- _Exercise requirements_
Beginning with the line that contains "Task: tag the green foliage", extract each line through the end of the listing below, with no additions or omissions.

[start of Record extracts]

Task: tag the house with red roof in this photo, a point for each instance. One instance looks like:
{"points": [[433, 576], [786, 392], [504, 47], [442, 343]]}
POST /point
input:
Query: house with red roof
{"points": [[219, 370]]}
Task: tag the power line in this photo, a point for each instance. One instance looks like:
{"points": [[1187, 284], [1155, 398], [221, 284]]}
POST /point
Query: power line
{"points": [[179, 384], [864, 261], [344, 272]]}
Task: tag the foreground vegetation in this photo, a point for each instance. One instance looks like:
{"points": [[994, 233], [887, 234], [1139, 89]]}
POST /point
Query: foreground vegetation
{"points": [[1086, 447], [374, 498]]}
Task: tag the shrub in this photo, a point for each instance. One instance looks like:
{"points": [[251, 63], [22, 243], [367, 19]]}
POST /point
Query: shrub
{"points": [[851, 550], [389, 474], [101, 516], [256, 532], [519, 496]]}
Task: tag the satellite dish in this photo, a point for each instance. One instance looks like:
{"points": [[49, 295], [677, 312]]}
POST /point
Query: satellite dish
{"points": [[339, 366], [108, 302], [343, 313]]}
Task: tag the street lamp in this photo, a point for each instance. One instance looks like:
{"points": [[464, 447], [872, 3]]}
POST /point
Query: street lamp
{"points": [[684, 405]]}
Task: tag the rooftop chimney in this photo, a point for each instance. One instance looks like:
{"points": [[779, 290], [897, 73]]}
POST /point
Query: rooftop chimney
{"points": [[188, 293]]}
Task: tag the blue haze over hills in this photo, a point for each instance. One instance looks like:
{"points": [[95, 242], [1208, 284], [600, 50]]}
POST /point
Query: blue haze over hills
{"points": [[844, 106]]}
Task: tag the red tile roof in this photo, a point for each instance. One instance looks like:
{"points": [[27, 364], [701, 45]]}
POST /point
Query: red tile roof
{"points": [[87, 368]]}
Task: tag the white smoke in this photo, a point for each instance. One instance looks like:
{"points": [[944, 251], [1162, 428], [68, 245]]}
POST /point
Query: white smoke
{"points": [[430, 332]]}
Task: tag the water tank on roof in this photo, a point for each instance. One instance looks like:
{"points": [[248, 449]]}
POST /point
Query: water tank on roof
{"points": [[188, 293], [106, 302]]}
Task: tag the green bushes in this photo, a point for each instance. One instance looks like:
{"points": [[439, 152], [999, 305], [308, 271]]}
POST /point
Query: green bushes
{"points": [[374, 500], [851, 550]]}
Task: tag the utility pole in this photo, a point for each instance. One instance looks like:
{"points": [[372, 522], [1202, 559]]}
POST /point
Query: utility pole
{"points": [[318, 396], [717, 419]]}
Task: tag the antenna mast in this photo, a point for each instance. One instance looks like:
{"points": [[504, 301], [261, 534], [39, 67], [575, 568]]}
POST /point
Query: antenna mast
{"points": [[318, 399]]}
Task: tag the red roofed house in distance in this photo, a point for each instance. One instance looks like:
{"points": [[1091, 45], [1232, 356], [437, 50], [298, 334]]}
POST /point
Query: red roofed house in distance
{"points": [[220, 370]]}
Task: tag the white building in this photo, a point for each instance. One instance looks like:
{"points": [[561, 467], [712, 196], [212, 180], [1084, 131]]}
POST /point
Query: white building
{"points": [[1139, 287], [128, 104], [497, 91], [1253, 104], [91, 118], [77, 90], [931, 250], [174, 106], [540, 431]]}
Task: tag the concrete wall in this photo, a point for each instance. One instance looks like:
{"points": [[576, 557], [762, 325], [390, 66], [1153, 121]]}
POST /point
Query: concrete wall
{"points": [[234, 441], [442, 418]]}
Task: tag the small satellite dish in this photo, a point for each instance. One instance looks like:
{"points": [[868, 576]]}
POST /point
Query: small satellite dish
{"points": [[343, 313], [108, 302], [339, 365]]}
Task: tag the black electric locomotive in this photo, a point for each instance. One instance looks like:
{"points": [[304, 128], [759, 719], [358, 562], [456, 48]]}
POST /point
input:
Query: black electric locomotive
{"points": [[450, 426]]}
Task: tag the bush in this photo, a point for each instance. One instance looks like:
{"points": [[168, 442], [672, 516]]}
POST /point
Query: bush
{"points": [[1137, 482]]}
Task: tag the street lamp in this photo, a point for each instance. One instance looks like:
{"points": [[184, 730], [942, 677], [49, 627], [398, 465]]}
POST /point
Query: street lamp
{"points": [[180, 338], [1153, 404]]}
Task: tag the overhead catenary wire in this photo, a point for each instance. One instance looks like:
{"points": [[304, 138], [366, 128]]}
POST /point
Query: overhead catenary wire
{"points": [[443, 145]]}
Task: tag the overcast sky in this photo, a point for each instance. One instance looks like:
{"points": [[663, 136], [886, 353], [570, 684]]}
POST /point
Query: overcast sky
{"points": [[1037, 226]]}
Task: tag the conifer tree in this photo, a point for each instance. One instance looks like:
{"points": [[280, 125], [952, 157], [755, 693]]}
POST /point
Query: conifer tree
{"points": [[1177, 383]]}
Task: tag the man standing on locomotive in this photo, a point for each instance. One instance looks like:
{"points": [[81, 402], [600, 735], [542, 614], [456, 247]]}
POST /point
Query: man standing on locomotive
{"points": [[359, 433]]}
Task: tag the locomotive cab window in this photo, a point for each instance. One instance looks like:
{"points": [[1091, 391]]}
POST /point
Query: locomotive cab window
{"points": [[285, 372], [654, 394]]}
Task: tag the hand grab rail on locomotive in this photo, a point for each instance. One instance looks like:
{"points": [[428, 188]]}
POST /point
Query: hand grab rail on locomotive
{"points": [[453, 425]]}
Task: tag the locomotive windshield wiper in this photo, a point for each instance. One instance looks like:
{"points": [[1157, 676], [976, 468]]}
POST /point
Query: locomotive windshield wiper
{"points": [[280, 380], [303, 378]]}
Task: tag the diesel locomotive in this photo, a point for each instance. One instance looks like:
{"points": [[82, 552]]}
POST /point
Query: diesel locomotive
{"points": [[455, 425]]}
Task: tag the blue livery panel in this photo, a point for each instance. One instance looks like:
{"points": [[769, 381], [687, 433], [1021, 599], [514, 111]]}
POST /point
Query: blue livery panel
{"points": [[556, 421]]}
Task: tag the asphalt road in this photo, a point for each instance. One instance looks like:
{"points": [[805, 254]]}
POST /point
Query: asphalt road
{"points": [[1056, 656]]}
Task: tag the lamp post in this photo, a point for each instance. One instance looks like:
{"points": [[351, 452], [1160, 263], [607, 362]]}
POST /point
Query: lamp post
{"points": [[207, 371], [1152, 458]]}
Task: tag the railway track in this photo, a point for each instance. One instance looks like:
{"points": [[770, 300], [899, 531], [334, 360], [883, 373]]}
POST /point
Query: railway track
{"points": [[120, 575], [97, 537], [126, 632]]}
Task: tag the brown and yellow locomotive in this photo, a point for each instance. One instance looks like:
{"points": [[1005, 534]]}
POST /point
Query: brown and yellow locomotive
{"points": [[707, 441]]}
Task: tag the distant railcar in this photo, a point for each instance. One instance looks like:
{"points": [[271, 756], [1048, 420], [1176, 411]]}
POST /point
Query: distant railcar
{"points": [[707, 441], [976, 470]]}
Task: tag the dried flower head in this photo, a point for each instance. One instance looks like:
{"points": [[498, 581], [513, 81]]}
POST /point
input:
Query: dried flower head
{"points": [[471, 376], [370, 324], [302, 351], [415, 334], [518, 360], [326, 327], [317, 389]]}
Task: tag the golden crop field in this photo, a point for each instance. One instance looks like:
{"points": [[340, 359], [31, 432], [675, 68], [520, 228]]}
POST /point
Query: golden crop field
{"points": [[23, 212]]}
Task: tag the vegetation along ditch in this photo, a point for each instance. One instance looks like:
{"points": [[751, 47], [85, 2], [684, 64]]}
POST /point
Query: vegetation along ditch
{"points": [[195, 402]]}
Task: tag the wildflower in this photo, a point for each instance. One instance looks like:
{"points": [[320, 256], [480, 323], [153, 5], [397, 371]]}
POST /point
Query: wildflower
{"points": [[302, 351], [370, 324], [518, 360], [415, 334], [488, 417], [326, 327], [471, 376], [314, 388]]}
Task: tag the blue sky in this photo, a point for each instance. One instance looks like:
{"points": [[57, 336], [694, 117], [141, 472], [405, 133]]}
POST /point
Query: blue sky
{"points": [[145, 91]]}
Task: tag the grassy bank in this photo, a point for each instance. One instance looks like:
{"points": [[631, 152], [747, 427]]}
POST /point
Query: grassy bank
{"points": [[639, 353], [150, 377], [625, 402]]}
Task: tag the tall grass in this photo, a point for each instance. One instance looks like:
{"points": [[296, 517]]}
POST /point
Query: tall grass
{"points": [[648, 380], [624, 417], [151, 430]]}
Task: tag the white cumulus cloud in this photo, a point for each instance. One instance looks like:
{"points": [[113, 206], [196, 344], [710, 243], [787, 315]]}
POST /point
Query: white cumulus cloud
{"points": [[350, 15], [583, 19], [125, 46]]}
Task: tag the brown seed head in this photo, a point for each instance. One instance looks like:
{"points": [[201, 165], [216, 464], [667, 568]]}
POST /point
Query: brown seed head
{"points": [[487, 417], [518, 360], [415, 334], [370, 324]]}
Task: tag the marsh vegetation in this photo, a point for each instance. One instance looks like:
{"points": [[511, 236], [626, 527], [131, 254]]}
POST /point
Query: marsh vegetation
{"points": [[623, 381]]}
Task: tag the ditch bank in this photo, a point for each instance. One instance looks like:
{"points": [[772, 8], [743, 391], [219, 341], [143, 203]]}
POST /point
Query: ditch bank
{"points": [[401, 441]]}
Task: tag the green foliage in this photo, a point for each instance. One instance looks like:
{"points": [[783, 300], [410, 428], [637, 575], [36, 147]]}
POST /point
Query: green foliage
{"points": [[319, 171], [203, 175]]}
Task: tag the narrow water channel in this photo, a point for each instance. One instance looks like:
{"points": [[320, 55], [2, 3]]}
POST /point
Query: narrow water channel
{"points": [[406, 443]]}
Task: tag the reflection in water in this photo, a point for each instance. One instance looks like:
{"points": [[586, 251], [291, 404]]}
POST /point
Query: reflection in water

[end of Record extracts]

- _The solution_
Task: tag the green foliage in this photo, a point for each instance. One instance looks like:
{"points": [[783, 300], [410, 428], [637, 575], [36, 147]]}
POST /point
Query: green foliage
{"points": [[319, 171], [203, 175]]}
Task: tag the narrow water channel in this photo, a point for each instance. One instance looks like:
{"points": [[320, 55], [2, 3]]}
POST /point
Query: narrow water channel
{"points": [[406, 443]]}
Task: tag the reflection in water in this photo, a point for each instance. One instance looks like:
{"points": [[586, 251], [291, 404]]}
POST /point
Query: reflection in water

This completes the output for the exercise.